_Records of labeled boxes_.
-----

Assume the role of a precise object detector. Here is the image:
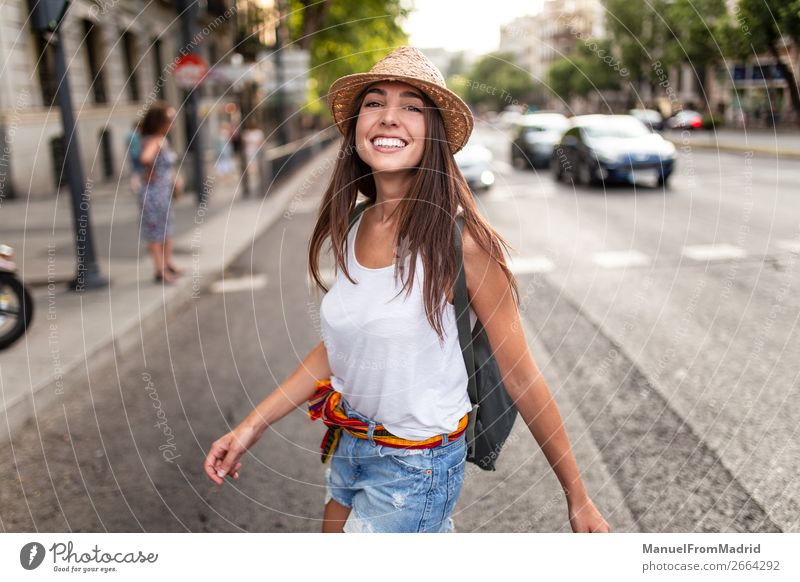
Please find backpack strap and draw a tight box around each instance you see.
[347,200,372,232]
[453,214,479,454]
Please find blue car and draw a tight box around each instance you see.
[553,115,676,186]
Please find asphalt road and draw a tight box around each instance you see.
[0,128,800,532]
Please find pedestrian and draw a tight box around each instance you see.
[125,122,142,194]
[214,122,236,177]
[139,102,183,283]
[242,117,266,196]
[205,47,609,532]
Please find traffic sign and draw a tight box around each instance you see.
[172,53,208,90]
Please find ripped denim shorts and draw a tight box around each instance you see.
[325,398,467,533]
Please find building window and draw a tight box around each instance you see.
[150,38,164,99]
[122,30,139,103]
[35,34,58,107]
[83,20,108,103]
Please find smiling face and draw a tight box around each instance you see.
[356,81,426,172]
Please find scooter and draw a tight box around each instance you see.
[0,245,33,350]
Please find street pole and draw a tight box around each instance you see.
[50,31,108,291]
[178,0,206,204]
[272,0,289,145]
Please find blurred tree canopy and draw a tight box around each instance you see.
[548,40,628,101]
[664,0,730,101]
[727,0,800,116]
[286,0,409,118]
[448,53,536,111]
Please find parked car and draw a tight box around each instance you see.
[497,109,522,129]
[511,113,569,169]
[553,115,675,186]
[455,134,494,192]
[667,109,703,129]
[628,109,664,131]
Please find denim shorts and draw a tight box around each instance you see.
[325,398,467,533]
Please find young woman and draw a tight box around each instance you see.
[205,47,609,532]
[139,102,183,283]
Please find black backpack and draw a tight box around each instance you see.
[453,215,517,471]
[350,200,517,471]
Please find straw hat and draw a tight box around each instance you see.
[328,46,473,153]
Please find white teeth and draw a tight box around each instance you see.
[372,137,406,148]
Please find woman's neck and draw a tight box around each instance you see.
[373,173,411,226]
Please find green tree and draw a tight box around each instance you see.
[663,0,730,102]
[548,39,629,101]
[727,0,800,119]
[287,0,409,113]
[462,53,536,110]
[603,0,673,92]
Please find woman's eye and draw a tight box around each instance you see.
[364,101,422,113]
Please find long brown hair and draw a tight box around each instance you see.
[308,87,519,342]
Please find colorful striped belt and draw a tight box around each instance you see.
[308,378,469,463]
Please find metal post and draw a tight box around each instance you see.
[178,0,206,204]
[272,0,289,145]
[47,33,108,291]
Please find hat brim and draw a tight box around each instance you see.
[328,73,473,154]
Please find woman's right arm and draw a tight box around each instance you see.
[139,138,163,182]
[204,342,332,485]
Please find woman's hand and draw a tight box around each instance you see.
[203,424,261,485]
[567,497,611,533]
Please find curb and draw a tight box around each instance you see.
[667,138,800,160]
[0,146,338,444]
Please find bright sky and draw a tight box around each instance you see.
[405,0,543,54]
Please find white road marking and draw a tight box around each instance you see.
[682,244,747,261]
[211,275,267,293]
[592,250,650,269]
[480,189,555,201]
[307,268,334,289]
[509,256,555,275]
[775,239,800,253]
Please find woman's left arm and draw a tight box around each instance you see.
[463,229,610,532]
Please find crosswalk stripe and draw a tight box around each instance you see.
[681,244,747,261]
[211,275,267,293]
[592,250,650,269]
[775,239,800,253]
[509,256,555,275]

-----

_Set task_. Output these records as a two-column CSV with the columns request and answer, one row per record. Put each record's text and its answer in one quoted field each, turn line breaks into spaces, and leave out the pictures.

_Exercise output_.
request,answer
"Assume the role of a precise object detector. Here is the image: Please find backpack strap and draw a tight box around each instance you see.","[347,200,372,232] [453,214,479,454]"
"Please find blue car and draw a tight box around each instance you see.","[553,115,676,186]"
"Please find asphalt road and draw a tight box around each instance you see.","[0,128,800,532]"
"Please find pedestrian and draw a tight box around each instance you see.","[125,122,142,194] [214,122,236,177] [139,102,183,283] [242,117,266,196] [205,47,609,532]"
"Please find traffic sign and draw a tight box around each instance you see.","[172,53,208,90]"
"Please find ripped denim shorts and draw a tight box around each instance you see.","[325,398,467,533]"
"Please find building window and draw a tight box around each instance you see.","[150,38,164,99] [122,30,139,103] [35,34,58,107] [83,20,108,103]"
"Please find smiling face and draw a tight box around each instance you see.","[356,81,426,172]"
"Please find scooter and draw a tight box around each instance you see.","[0,245,33,350]"
"Please find street pole and draw a tight box around each instance you see.","[50,31,108,291] [178,0,206,204] [272,0,289,145]"
"Please find blurred tree canopy and draw a tight box around each instance you see.","[548,40,628,101] [664,0,730,101] [727,0,800,116] [286,0,409,118] [448,53,536,111]"
"Please find parked car and draw a tight box around each instance you see.","[497,109,522,129] [511,113,569,169] [553,115,675,186] [455,134,494,192] [667,109,703,129] [628,109,664,131]"
"Please find denim shorts and draw a tight box around each instance you see.","[325,398,467,533]"
"Please find young woman and draw a tight box around each instance you see.","[205,47,609,532] [139,102,183,283]"
"Please find black backpack and draw a tight box around each instance you see.","[453,215,517,471] [350,200,517,471]"
"Please find straw hat and draw a tight box around each instance you see.","[328,46,473,153]"
"Please find white teeth and draw a tight box around each instance you see.","[372,137,406,148]"
"Please find woman's neck and draw a tight box around each instance you see.","[373,173,411,226]"
"Please find green tree and draw a tight box around each instance you see.","[663,0,730,102] [548,39,629,101] [727,0,800,119] [287,0,409,113] [462,53,536,110] [603,0,673,92]"
"Please find woman's eye and draw a tight box around each instance you see.","[364,101,422,113]"
"Please find long brown hair and draw a tight box around each instance you see.","[308,87,519,342]"
"Please find colorful striped belt and draw a tight box around each instance you see.","[308,378,469,463]"
"Please find metal post and draw a tight box around each instance you see.","[178,0,206,204] [272,0,289,145] [47,33,108,291]"
"Please find hat brim and draw a tight box around each instance you see.","[328,73,473,154]"
"Please find woman's right arm and draw a tight box around each instance you see.","[139,138,163,182] [204,342,332,485]"
"Please find woman's hand and draw a tight box around each instance you see.","[203,424,261,485] [567,497,611,533]"
"Please find curb and draw a tight box around each instance you see.","[667,138,800,160] [0,146,338,444]"
"Please find bright sky and draw a tight box around each instance you see.","[405,0,543,54]"
"Please find white road marking and draw a tight box around each instance you see.","[682,244,747,261] [211,275,267,293] [592,250,650,269] [480,189,555,201] [307,268,334,289] [509,256,555,275] [775,239,800,253]"
"Please find woman's left arm and draw a tight box around each instance you see.","[463,229,610,532]"
"Please find crosswalk stripe and draw a tight box around each instance you see.","[681,244,747,261] [211,275,267,293] [592,250,650,269] [775,239,800,253] [509,256,555,275]"